Limitations & Future Work

  • Lambertian surface and co-located sensor/illumination assumptions limit applicability to scenes with complex reflectance
  • Sensor range is constrained (TMF8820 up to 1.5m), limiting evaluation to tabletop settings
  • Fixed sensor configurations require retraining the network, reducing flexibility
  • Large sim-to-real gap for hand tracking at close range (<15cm) due to unmodeled gating and pile-up effects
  • Current work addresses single-object scenes; multi-object scenarios with occlusion remain unexplored
  • Similar in spirit to Pixels2Pose (4×4 SPAD for human pose estimation) but more extreme (1 pixel/view), with the addition of a differentiable rendering refiner
  • The analysis-by-synthesis paradigm with differentiable rendering is particularly effective under low-data regimes
  • Directly applicable to wearable computing and low-power robotic perception
  • Raises a broader question: for which vision tasks can high-resolution cameras be replaced by a small number of physical sensors?

DATASET EXCERPTS:
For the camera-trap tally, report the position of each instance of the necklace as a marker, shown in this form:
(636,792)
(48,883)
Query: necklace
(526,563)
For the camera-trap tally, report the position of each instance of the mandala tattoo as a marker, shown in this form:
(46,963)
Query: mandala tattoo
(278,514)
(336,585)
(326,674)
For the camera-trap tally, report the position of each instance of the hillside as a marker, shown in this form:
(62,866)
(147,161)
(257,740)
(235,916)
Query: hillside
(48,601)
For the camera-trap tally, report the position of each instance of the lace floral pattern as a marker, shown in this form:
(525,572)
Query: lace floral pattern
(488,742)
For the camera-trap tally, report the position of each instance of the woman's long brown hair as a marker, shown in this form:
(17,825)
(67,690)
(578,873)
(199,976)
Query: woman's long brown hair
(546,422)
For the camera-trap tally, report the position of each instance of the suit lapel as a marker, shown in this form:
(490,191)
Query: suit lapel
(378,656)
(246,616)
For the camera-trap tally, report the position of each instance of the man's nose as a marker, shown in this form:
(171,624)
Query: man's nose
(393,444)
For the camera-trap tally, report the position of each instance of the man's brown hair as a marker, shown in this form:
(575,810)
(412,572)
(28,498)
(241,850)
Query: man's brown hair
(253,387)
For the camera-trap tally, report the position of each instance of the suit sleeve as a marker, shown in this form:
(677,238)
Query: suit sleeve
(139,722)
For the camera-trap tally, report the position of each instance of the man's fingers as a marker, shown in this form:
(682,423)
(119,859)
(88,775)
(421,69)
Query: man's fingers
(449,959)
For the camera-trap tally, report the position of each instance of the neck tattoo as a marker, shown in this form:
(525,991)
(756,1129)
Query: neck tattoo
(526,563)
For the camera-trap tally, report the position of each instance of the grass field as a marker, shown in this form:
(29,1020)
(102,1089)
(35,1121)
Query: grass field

TO DO:
a: Reproduce the limitations and future work list word for word, in full.
b: Transcribe the part of the records that opens with the line containing "the neck tattoo" and runs through the end of the records. Copy those lines word for word and nothing else.

TASK RESPONSES:
a:
Limitations & Future Work

  • Lambertian surface and co-located sensor/illumination assumptions limit applicability to scenes with complex reflectance
  • Sensor range is constrained (TMF8820 up to 1.5m), limiting evaluation to tabletop settings
  • Fixed sensor configurations require retraining the network, reducing flexibility
  • Large sim-to-real gap for hand tracking at close range (<15cm) due to unmodeled gating and pile-up effects
  • Current work addresses single-object scenes; multi-object scenarios with occlusion remain unexplored
  • Similar in spirit to Pixels2Pose (4×4 SPAD for human pose estimation) but more extreme (1 pixel/view), with the addition of a differentiable rendering refiner
  • The analysis-by-synthesis paradigm with differentiable rendering is particularly effective under low-data regimes
  • Directly applicable to wearable computing and low-power robotic perception
  • Raises a broader question: for which vision tasks can high-resolution cameras be replaced by a small number of physical sensors?

b:
For the camera-trap tally, report the position of each instance of the neck tattoo as a marker, shown in this form:
(525,991)
(756,1129)
Query: neck tattoo
(526,563)
For the camera-trap tally, report the position of each instance of the grass field as a marker, shown in this form:
(29,1020)
(102,1089)
(35,1121)
Query: grass field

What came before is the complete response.